▶ _Work to do_:
Update the records below, swapping "light fixture" for "ceiling lamp" and keeping every other line unchanged.

▶ _Data to use_:
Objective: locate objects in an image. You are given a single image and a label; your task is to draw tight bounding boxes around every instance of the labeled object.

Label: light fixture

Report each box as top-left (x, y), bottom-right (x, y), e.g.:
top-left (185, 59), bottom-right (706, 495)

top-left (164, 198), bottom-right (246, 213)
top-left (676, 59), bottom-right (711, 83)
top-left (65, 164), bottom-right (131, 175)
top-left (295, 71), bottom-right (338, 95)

▶ _Answer to this exercise_:
Objective: locate objects in an image. You are given a single image and a label; your task is to draw tight bounding boxes around every instance of the labeled object.

Label: ceiling lamp

Report each box as top-left (x, y), bottom-right (x, y), e.g.:
top-left (185, 59), bottom-right (706, 495)

top-left (164, 198), bottom-right (246, 213)
top-left (676, 59), bottom-right (711, 83)
top-left (65, 164), bottom-right (131, 175)
top-left (295, 71), bottom-right (338, 95)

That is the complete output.